▶ _Exercise_:
Quote word for word the part of the Raphael Cartoons text that starts with the words "Commission and the" and ends with "paid only 1,000.".

The Raphael Cartoons are seven large cartoons for tapestries, now in the Victoria and Albert Museum, London, painted by the High Renaissance painter Raphael in 1515-16 and showing scenes from the Gospels and Acts of the Apostles. They are the only surviving members of a set of ten cartoons commissioned by Pope Leo X for tapestries for the Sistine Chapel in the Vatican Palace, which are still (on special occasions) hung below Michelangelo's famous ceiling. Reproduced in the form of prints, they rivalled Michelangelo's ceiling as the most famous and influential designs of the Renaissance, and were well-known to all artists of the Renaissance and Baroque. Admiration of them reached its highest pitch in the 18th and 19th centuries; they were described as "the Parthenon sculptures of modern art".
Commission and the tapestries
Raphael, who Michelangelo greatly disliked, was highly conscious that his work would be seen beside the Sistine Chapel ceiling, which had been finished only two years before, and took great care perfecting his designs, which are among his largest and most complicated. Originally the set was intended to include 16 tapestries. Raphael was paid twice by Leo, in June 1515 and December 1516, the last payment apparently being upon completion of the work. Tapestries remained enormously prestigious; the Sistine set cost at least five times as much as Michelangelo's ceiling. Most of the expense was in the manufacture: although the creation of the tapestries in Brussels cost 15,000 ducats
, Raphael was paid only 1,000.
The cartoons are painted in a glue distemper
medium on many sheets of paper glued together (as can be seen in the full-size illustrations); they are now mounted on a canvas backing. They are all slightly over 3 m (3 yd) tall, and from 3 to 5 m (3 to 5 yd) wide; the figures are therefore over-lifesize. Although some colours have faded, they are in general in very good condition. The tapestries are mirror-images of the cartoons, as they were worked from behind; Raphael's consciousness of this in his designs appears to be intermittent. Raphael's workshop would have assisted in their completion; they were finished with great care, and actually show a much more subtle range of colouring than was capable of being reproduced in a tapestry. Some small preparatory drawings also survive: one for The Conversion of the Proconsul
is also in the Royal Collection,, and the Getty Museum
has a figure study of St Paul Rending His Garments
. There would have been other drawings for all the subjects, which have been lost; it was from these that the first prints were made.
The seven cartoons were probably completed in 1516 and were then sent to Brussels, where the Vatican tapestries were woven by the workshop of Pieter van Aelst. Various other sets were made later, including one acquired by Henry VIII of England in 1542; King François I of France had another of similar date. Cartoons were sometimes returned with tapestries to the commissioner, but this clearly did not happen here. The tapestries had very wide and elaborate borders, also designed by Raphael, which these cartoons omit; presumably they had their own cartoons. The borders included ornamentation in an imitation of Ancient Roman relief sculptures and carved porphyry. The tapestries were made with both gold and silver thread; some were later burnt by soldiers to collect the precious metals. The first delivery was in 1517, and seven were displayed in the Chapel for Christmas in 1519 (then as now, their display was reserved for special occasions).

▶ _Dataset_:
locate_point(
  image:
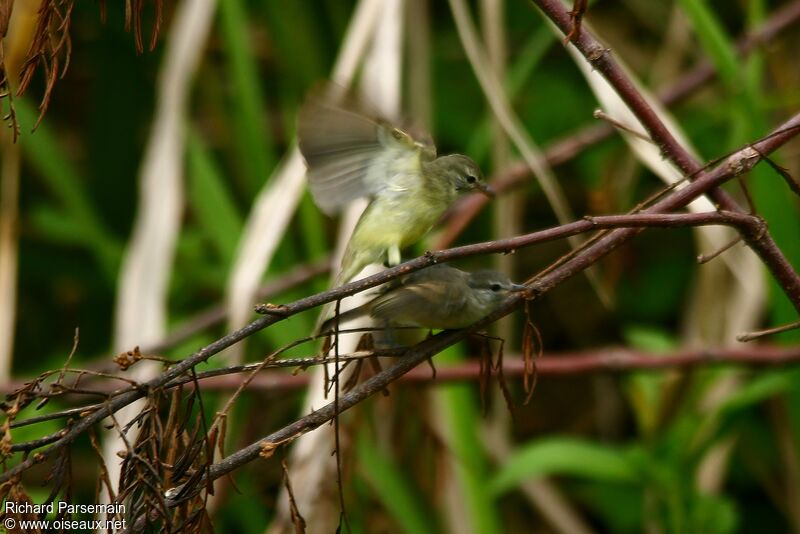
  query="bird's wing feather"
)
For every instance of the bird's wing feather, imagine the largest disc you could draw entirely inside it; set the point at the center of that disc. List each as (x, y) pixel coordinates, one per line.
(350, 155)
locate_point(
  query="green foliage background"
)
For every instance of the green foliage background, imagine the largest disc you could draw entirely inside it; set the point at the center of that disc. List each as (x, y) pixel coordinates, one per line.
(624, 449)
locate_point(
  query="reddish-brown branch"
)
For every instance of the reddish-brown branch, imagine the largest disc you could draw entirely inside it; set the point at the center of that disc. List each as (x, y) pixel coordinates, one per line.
(570, 146)
(602, 61)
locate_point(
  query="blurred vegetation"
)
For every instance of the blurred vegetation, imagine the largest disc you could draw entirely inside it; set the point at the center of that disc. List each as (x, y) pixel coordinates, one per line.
(624, 449)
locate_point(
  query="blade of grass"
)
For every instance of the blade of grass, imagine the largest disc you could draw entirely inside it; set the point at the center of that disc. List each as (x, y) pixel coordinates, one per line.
(392, 488)
(457, 421)
(211, 201)
(51, 163)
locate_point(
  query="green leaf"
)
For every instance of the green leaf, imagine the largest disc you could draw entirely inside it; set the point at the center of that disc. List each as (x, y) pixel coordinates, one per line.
(460, 419)
(211, 200)
(252, 142)
(52, 165)
(393, 489)
(566, 456)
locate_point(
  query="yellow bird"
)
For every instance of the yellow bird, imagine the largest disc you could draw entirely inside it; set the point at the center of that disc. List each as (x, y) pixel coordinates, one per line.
(351, 154)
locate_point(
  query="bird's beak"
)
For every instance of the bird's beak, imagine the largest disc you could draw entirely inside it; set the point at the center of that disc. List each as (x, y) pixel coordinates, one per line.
(487, 190)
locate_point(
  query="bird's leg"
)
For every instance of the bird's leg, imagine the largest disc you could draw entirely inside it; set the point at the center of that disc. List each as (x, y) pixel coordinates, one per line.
(393, 254)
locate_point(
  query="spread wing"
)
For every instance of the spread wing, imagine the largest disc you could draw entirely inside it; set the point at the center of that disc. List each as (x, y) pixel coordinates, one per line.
(351, 155)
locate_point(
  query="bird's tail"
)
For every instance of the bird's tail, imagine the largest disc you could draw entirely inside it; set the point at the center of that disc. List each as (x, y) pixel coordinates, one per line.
(352, 264)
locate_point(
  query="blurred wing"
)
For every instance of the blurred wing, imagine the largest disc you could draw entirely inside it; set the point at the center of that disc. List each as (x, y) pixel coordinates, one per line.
(350, 155)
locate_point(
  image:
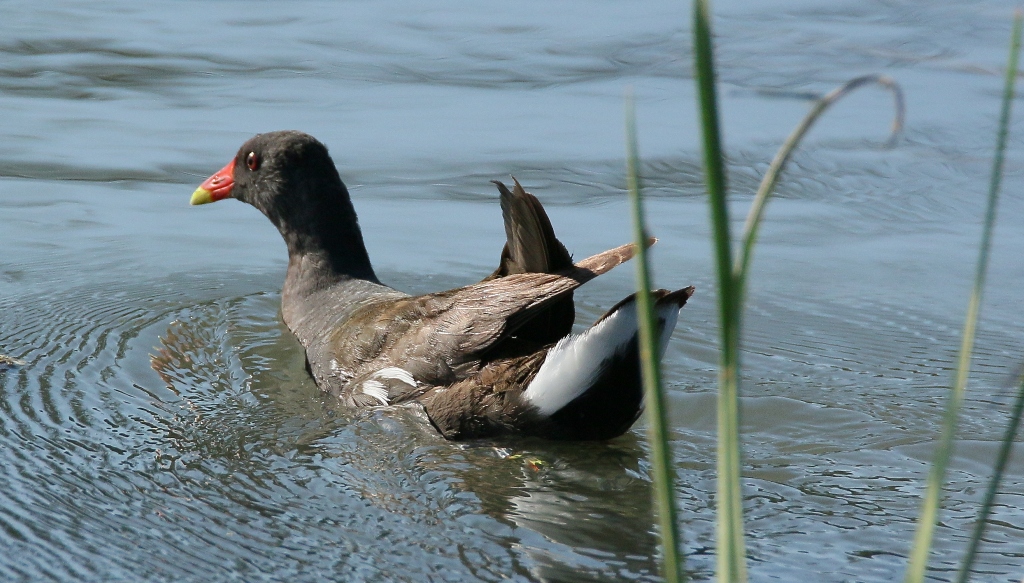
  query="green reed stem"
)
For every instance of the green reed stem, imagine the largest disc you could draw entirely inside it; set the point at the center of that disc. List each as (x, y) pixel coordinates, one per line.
(731, 549)
(732, 275)
(930, 507)
(1001, 458)
(660, 453)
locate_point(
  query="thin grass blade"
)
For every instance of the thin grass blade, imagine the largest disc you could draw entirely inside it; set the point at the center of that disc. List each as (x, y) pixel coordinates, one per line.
(930, 506)
(730, 546)
(1001, 459)
(660, 452)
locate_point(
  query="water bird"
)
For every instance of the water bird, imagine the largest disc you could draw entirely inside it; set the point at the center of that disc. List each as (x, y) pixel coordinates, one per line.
(489, 359)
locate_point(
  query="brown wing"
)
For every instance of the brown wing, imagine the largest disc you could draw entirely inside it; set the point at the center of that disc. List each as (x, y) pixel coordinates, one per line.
(435, 336)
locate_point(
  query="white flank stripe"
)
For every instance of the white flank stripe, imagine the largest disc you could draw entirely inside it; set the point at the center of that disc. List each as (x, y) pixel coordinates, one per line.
(576, 362)
(396, 374)
(376, 389)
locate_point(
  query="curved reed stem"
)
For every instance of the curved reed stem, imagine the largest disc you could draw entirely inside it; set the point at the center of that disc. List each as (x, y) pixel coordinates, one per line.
(785, 152)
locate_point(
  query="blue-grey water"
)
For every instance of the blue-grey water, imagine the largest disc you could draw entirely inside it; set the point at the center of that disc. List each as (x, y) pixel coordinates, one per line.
(163, 428)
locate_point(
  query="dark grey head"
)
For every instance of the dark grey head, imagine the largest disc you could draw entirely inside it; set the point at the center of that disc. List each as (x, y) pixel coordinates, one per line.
(290, 177)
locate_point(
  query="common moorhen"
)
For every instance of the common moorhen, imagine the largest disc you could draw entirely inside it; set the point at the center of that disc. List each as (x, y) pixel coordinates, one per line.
(493, 358)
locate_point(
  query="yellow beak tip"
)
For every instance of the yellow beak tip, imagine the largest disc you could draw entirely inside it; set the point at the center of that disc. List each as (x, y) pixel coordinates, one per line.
(201, 197)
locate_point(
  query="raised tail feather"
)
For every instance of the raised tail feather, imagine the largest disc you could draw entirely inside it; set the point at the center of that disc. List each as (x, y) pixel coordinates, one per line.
(531, 247)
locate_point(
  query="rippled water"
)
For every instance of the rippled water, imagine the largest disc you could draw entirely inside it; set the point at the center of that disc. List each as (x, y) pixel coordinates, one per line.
(163, 428)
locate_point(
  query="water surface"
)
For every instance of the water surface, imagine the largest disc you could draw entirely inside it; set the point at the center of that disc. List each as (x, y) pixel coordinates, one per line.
(163, 427)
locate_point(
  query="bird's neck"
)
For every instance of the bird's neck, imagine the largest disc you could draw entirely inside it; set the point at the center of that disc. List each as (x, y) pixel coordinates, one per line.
(325, 247)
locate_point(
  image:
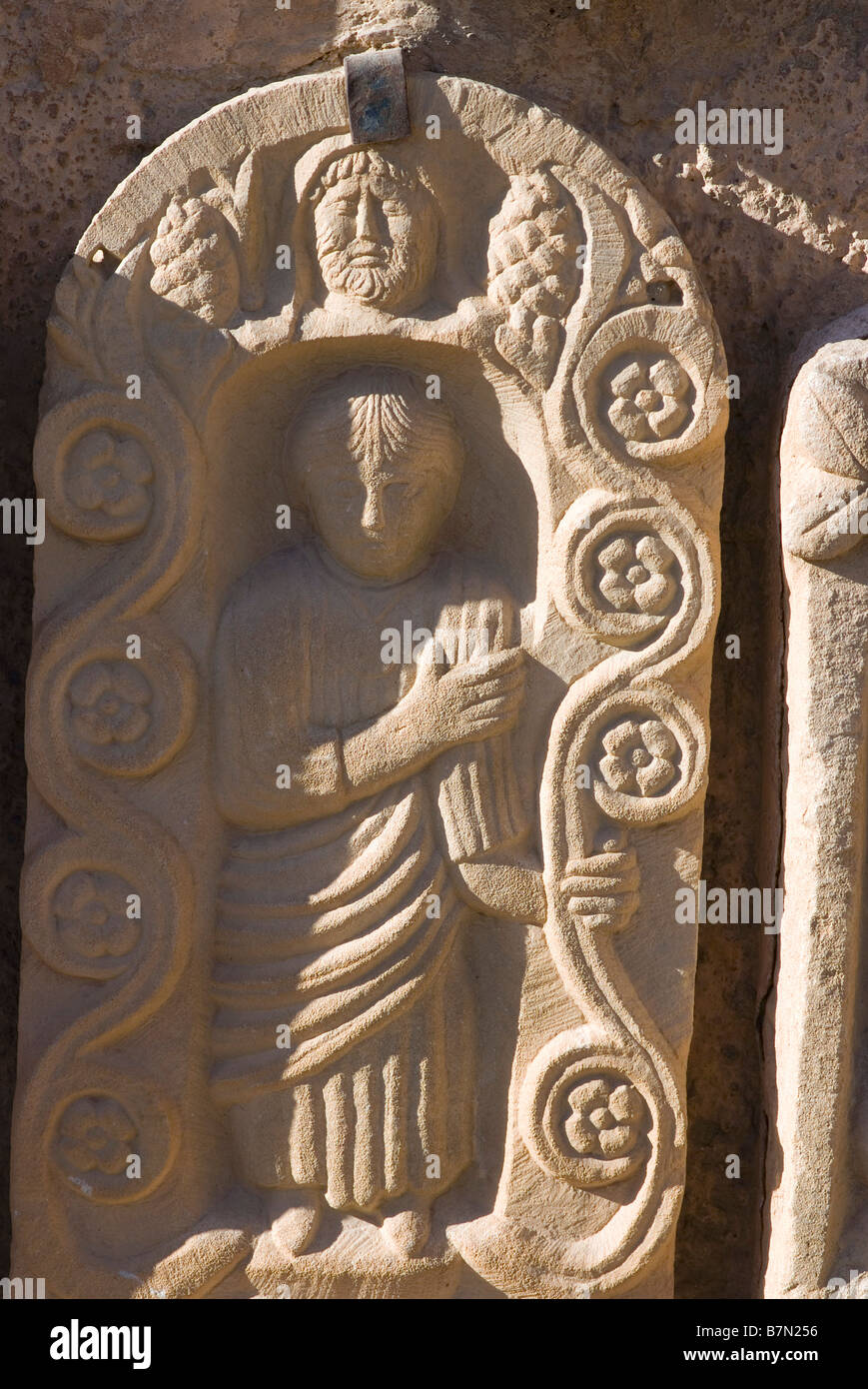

▶ _Written response_:
Commission and the tapestries
Raphael, who Michelangelo greatly disliked, was highly conscious that his work would be seen beside the Sistine Chapel ceiling, which had been finished only two years before, and took great care perfecting his designs, which are among his largest and most complicated. Originally the set was intended to include 16 tapestries. Raphael was paid twice by Leo, in June 1515 and December 1516, the last payment apparently being upon completion of the work. Tapestries remained enormously prestigious; the Sistine set cost at least five times as much as Michelangelo's ceiling. Most of the expense was in the manufacture: although the creation of the tapestries in Brussels cost 15,000 ducats
, Raphael was paid only 1,000.